Task: Repeat word for word the passage in the machine learning notes from "SL is not close" to "(weights and biases)".

# IP University - ML - Unit 1 Notes

27 May 2020This post gives a quick review on the first unit of the syllabus for the Machine Learning (ML) subject in the IP University syllabus.

# Introduction

Machine learning algorithms build a mathematical model based on sample data, known as “training data”, in order to make predictions or decisions without being explicitly programmed to do so.

### Definition of Learning Systems

There are various forms of improvement of a system’s problem-solving ability:

- To solve wider range of problems than before - perform generalization
- To solve the same problem more effectively - give better quality solutions
- To solve the same problem more efficiently - faster

### Goals and Applications of ML

Goals of ML:

- To make the computers smarter, more intelligent. The more direct objective in this aspect is to develop systems (programs) for specific practical learning tasks in application domains
- To develop computational models of human learning process and perform computer simulations, study in this aspect is also called cognitive modeling
- To explore new learning methods and develop general learning algorithms independent of applications.

### Training data, Concept Representation, Function approximation

## Types of Learning

### Supervised vs Unsupervised

Supervised Learning | Unsupervised Learning |
---|---|

SL algorithms are trained using labeled data | UL algorithms are trained using unlabeled data |

SL model takes direct feedback to check if it is predicting correct output or not | UL model does not take any feedback |

SL model predicts the output | UL model finds the hidden patterns in data |

In SL, input data is provided to the model along with the output | In UL, only input data is provided to the model |

The goal of SL is so that it can predict the output when it is given new data | The goal of UL is to find the hidden patterns and useful insights from the unknown dataset |

SL needs supervision | UL does not need any supervision |

SL can be categorized in Classification and Regression problems | Unsupervised Learning can be classified in Clustering and Associations problems |

SL can be used where we know the input as well as corresponding outputs | UL can be used where we have only input data and no corresponding output data |

SL model produces an accurate result | UL model may give less accurate result |

SL is not close to true AI as in this, we first train the model for each data, and then only it can predict the correct output | UL is more close to the true AI as it learns similarly as a child learns daily routine things by his experiences |

It includes various algorithms such as Linear Regression, Logistic Regression, Support Vector Machine, Multi-class Classification, Decision tree, Bayesian Logic, etc | It includes various algorithms such as Clustering, KNN, and Apriori algorithm |

### Datasets

#### Training Dataset:

- sample of data used to fit the model
- actual dataset that we use to train the model (weights and biases)

Given entries:
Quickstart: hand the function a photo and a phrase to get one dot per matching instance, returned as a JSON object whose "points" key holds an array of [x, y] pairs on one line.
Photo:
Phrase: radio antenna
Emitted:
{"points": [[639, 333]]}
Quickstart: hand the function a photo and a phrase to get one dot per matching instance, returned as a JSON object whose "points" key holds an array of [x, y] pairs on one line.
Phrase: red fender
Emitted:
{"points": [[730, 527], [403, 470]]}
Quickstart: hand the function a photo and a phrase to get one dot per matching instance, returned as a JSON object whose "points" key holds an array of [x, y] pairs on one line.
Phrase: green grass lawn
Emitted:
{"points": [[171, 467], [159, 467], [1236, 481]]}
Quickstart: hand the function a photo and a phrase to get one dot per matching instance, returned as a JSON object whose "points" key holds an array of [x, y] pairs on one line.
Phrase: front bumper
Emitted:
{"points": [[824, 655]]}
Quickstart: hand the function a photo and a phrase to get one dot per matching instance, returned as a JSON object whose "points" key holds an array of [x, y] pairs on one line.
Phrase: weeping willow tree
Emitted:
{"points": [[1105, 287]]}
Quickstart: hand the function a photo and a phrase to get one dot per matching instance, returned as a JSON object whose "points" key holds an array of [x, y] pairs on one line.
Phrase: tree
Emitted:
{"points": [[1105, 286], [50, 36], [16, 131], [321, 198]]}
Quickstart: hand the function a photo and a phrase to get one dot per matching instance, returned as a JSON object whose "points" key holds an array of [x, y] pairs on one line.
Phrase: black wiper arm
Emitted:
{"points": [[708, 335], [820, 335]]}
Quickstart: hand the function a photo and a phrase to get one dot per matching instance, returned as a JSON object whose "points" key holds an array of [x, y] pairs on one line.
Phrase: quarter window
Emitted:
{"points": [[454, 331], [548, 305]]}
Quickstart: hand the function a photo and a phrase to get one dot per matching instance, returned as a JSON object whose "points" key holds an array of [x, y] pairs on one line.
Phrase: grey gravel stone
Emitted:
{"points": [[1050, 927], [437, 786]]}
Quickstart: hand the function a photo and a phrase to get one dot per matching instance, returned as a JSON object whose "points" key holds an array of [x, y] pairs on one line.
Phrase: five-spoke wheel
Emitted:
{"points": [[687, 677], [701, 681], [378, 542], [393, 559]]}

Finished answer:
SL is not close to true AI as in this, we first train the model for each data, and then only it can predict the correct output | UL is more close to the true AI as it learns similarly as a child learns daily routine things by his experiences |

It includes various algorithms such as Linear Regression, Logistic Regression, Support Vector Machine, Multi-class Classification, Decision tree, Bayesian Logic, etc | It includes various algorithms such as Clustering, KNN, and Apriori algorithm |

### Datasets

#### Training Dataset:

- sample of data used to fit the model
- actual dataset that we use to train the model (weights and biases)